▶ _Your goal_
Lay out as a numbered list the lines from the start of the records through the line containing "M255 0L1 0L0", omitting blank lines. Leave the picture out of the answer.

▶ _Contour annotation records_
^^^^^^^^
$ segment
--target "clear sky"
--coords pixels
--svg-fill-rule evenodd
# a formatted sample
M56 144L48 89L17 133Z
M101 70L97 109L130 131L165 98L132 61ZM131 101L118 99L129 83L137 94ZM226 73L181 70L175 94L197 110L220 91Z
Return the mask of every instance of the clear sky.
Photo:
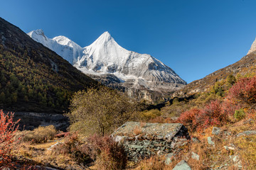
M255 0L1 0L0 16L26 33L41 28L82 47L107 30L188 83L233 64L256 36Z

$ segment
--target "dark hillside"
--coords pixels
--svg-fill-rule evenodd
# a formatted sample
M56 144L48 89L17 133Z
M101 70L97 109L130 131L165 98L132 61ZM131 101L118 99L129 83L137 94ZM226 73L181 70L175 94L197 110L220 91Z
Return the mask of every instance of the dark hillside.
M0 108L63 113L73 92L97 84L0 18Z
M208 91L215 82L225 79L228 76L241 75L256 72L256 52L243 57L238 62L214 72L206 77L188 84L184 88L174 93L173 97L186 97L198 92Z

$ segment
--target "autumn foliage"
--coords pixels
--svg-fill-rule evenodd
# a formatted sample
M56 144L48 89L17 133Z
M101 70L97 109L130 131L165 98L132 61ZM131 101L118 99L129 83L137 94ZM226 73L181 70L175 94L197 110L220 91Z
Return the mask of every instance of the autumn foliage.
M14 113L4 113L0 110L0 165L10 161L11 151L15 144L14 135L18 121L14 121Z
M96 154L97 169L124 169L127 165L124 148L108 136L94 135L87 138Z
M228 98L236 102L255 107L256 104L256 76L240 79L230 89Z

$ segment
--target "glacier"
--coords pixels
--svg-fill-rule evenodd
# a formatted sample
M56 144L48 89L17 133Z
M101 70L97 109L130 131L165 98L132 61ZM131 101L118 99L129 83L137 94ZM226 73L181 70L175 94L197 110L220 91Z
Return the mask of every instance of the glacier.
M65 36L49 38L42 30L33 30L28 35L97 79L111 75L126 88L160 92L174 91L186 84L173 69L150 55L119 45L107 31L85 47Z

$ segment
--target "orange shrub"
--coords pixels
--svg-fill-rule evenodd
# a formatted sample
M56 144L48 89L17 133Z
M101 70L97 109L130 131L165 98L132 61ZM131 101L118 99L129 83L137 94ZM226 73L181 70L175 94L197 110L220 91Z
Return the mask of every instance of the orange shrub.
M255 107L256 104L256 76L240 79L230 89L228 98Z
M181 113L177 122L183 123L191 131L202 130L211 125L223 125L227 123L229 114L234 114L238 106L228 101L213 101L203 109L192 108Z
M198 125L198 123L196 121L196 119L201 114L202 114L202 110L198 108L192 108L188 111L182 113L177 121L190 128L191 131L195 131Z
M14 121L14 114L5 114L0 110L0 166L6 165L10 161L10 153L14 147L14 136L19 120Z

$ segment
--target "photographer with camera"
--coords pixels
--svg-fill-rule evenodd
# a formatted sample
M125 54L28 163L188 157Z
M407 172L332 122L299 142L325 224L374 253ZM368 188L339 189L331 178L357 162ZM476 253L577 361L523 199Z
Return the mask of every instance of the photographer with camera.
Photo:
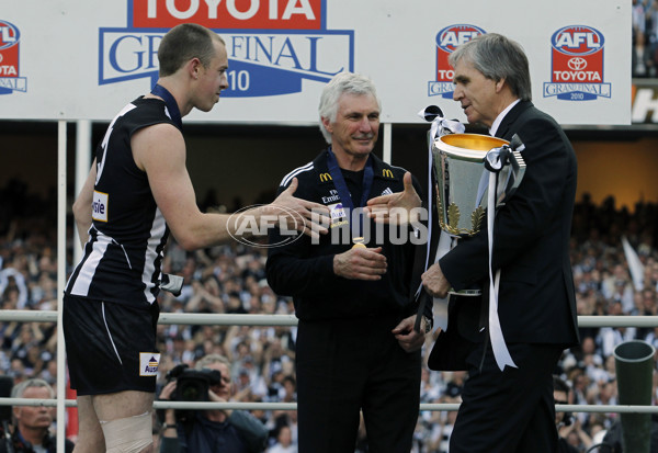
M170 382L160 400L227 403L231 396L230 362L219 354L201 358L194 370L179 365L167 376ZM268 429L245 410L162 412L160 453L259 453L265 449Z
M570 405L572 403L571 388L560 377L553 375L553 398L556 405ZM557 441L558 453L578 453L578 450L568 439L571 433L577 437L578 443L589 448L592 443L591 438L582 430L580 420L576 419L571 412L555 412L555 426L559 434Z

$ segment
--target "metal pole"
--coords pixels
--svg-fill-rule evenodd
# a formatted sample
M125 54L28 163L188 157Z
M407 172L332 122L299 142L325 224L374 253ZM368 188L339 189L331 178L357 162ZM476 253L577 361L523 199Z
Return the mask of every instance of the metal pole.
M76 123L76 195L82 190L91 167L91 121L78 120ZM78 244L78 227L73 224L73 263L82 258L82 248Z
M57 451L64 452L66 437L66 366L61 303L66 278L66 121L57 128Z
M384 151L383 151L382 160L384 160L386 163L390 163L390 157L393 155L392 135L393 135L393 125L390 123L384 123L384 137L383 137Z

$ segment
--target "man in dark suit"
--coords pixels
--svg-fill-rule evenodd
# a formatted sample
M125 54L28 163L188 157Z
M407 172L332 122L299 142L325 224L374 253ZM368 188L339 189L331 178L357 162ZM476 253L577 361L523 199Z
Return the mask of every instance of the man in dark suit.
M569 263L576 156L559 125L532 104L527 58L518 43L480 35L457 47L450 63L453 98L468 123L507 140L518 135L526 163L517 192L496 213L491 270L485 225L422 275L435 297L451 286L477 282L484 288L481 298L451 297L447 329L430 354L433 370L468 371L450 451L554 453L552 373L561 351L579 341ZM491 292L490 271L500 271ZM489 336L490 293L498 296L502 346L511 356L502 366Z

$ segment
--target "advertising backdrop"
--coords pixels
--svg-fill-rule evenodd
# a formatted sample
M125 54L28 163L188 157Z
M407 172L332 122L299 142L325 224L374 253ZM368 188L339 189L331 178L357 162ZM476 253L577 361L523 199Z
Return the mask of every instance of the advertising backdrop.
M212 123L316 122L343 70L376 83L384 122L427 105L465 121L447 55L480 33L525 49L533 101L561 124L631 123L628 0L0 0L0 118L110 121L157 80L162 35L196 22L227 44Z

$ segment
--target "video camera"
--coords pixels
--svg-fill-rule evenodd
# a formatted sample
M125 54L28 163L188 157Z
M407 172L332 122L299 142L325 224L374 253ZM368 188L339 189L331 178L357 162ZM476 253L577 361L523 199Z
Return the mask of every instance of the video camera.
M174 366L166 377L168 382L177 381L172 401L207 401L209 387L222 382L218 370L189 370L186 364Z
M186 364L174 366L164 377L167 382L177 382L175 390L171 394L172 401L207 401L209 387L222 382L218 370L189 370ZM175 419L182 423L192 421L193 412L193 409L177 409ZM158 411L158 417L162 421L163 411Z

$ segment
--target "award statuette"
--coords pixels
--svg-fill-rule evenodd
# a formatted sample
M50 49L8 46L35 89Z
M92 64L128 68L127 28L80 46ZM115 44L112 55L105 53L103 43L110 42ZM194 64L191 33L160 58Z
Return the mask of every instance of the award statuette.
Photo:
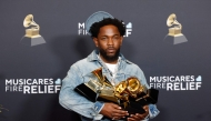
M169 33L165 36L164 41L171 44L178 44L187 42L187 38L181 33L182 24L177 21L174 13L170 14L167 19L167 26L169 27Z
M26 34L21 39L22 44L37 46L46 43L44 39L39 34L40 27L33 21L33 16L28 14L23 20L23 27L26 28Z
M97 77L97 80L93 78L89 82L74 88L74 91L92 102L113 102L129 111L129 113L144 113L143 105L158 102L159 91L147 89L135 77L128 78L113 87L102 75L102 68L92 71L92 73Z
M92 74L96 77L89 82L81 83L74 91L82 94L92 102L105 101L118 103L118 99L114 97L114 88L110 81L102 75L102 68L93 70Z

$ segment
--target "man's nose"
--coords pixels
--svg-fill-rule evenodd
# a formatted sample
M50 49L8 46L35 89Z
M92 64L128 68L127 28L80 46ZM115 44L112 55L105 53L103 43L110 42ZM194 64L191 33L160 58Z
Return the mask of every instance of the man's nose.
M109 40L108 40L108 43L107 43L108 46L112 46L113 44L113 40L112 40L112 38L109 38Z

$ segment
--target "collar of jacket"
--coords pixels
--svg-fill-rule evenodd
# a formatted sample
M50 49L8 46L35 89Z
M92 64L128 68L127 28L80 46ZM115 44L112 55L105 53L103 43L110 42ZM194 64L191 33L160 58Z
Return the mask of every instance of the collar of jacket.
M98 61L99 59L98 59L98 56L97 56L97 54L99 54L99 51L98 51L98 50L93 50L93 51L91 52L91 54L88 56L88 61ZM129 63L129 64L132 64L132 62L130 62L129 60L127 60L127 59L123 57L123 54L120 53L120 57L121 57L121 61L124 61L124 62L127 62L127 63Z

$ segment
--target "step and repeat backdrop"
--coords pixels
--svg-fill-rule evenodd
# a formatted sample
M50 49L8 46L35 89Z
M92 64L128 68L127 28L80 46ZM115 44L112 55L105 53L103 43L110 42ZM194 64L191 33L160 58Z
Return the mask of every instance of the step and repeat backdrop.
M80 121L59 92L97 11L124 21L121 52L160 91L153 121L211 121L210 0L1 0L0 121Z

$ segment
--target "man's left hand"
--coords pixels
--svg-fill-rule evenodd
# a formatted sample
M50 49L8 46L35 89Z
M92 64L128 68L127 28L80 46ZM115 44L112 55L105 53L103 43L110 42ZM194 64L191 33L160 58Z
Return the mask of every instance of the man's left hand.
M144 105L143 109L145 110L145 113L130 114L130 118L128 118L128 121L141 121L141 120L144 120L145 117L149 114L149 107Z

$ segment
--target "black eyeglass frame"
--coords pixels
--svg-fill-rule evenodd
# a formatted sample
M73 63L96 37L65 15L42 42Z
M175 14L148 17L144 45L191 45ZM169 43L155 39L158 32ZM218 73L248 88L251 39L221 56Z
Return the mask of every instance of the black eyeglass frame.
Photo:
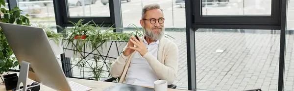
M155 23L151 23L151 21L152 20L153 20L153 19L154 19L154 20L156 20L155 21ZM162 22L162 23L161 23L160 22L159 22L159 20L160 19L163 19L163 21ZM160 18L158 19L158 20L157 19L155 19L155 18L151 18L150 19L142 19L142 20L148 20L148 21L149 21L149 22L150 22L150 23L151 24L154 24L156 23L157 22L158 22L158 23L159 23L160 24L163 23L164 23L164 21L165 20L165 19L164 19L164 18Z

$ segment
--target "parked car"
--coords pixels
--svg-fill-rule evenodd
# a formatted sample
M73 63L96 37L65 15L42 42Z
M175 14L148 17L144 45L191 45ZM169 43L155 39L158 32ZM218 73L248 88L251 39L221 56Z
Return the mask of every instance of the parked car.
M182 7L185 7L185 0L176 0L175 4L179 5Z
M41 6L31 3L19 3L19 7L20 9L23 10L22 14L28 14L32 17L36 17L36 16L42 13L42 10L43 9Z
M83 2L84 5L94 4L97 0L68 0L69 6L82 6Z
M207 5L212 5L213 6L218 6L220 4L220 2L226 2L228 3L229 1L229 0L202 0L202 6L204 7Z
M131 0L121 0L121 1L125 0L126 0L126 2L128 2L131 1ZM103 5L106 5L106 4L109 3L108 0L101 0L101 3L102 3Z
M218 6L220 2L228 2L229 0L202 0L202 6L205 6L206 5L212 5L213 6ZM175 4L180 5L180 7L185 7L185 0L176 0Z

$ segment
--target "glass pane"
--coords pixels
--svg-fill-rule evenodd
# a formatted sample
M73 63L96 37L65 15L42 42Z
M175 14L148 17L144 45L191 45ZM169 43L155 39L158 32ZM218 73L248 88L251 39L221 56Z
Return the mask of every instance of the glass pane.
M31 1L19 0L20 9L23 11L22 14L28 14L30 23L33 26L54 26L56 25L53 0ZM56 27L52 27L57 32Z
M271 14L271 0L202 0L202 6L203 16Z
M67 0L70 17L107 16L108 0Z
M286 34L286 55L285 58L285 75L284 90L294 91L294 3L293 0L289 0L287 13L287 28Z
M280 34L270 30L197 30L197 89L277 91Z

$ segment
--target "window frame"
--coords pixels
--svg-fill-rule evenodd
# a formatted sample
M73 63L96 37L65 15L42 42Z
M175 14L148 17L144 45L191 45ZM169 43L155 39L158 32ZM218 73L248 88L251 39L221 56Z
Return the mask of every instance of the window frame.
M93 21L96 24L98 25L102 24L104 26L113 26L115 23L113 23L113 16L111 12L114 12L114 10L112 10L112 8L110 7L112 6L111 5L113 4L113 1L112 0L109 0L109 12L110 16L85 16L85 17L70 17L69 15L69 11L68 9L68 4L67 0L56 0L56 1L58 1L58 5L59 5L59 9L60 9L60 14L58 15L61 17L61 19L62 19L62 24L61 25L62 26L66 27L66 26L73 26L72 24L70 23L69 21L71 21L74 23L76 23L78 21L81 19L83 19L84 21L85 21L83 23L86 23L89 21ZM54 6L54 7L56 7Z
M186 0L187 1L187 0ZM271 0L270 15L202 15L202 0L192 0L193 26L197 28L280 29L279 0ZM251 26L254 25L254 27ZM231 26L234 26L232 28ZM248 28L249 27L249 28Z

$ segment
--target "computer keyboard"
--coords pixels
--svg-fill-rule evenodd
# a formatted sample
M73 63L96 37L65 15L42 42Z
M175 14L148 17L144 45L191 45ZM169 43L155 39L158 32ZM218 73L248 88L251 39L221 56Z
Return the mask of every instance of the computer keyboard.
M69 84L73 91L88 91L92 90L92 88L73 81L69 82Z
^^^^^^^^
▶ _Task solution_
1. $ segment
2. --target "clear sky"
3. --coords pixels
4. --svg-fill-rule evenodd
5. # a formatted sample
6. M56 144L48 89L17 133Z
7. M101 70L97 109L130 131L165 98L132 61ZM131 101L118 99L129 83L137 94ZM226 73L181 70L175 94L197 110L220 91Z
8. Return the mask of every instance of the clear sky.
9. Photo:
10. M255 0L1 0L0 16L26 33L41 28L82 47L107 30L188 83L233 64L256 36Z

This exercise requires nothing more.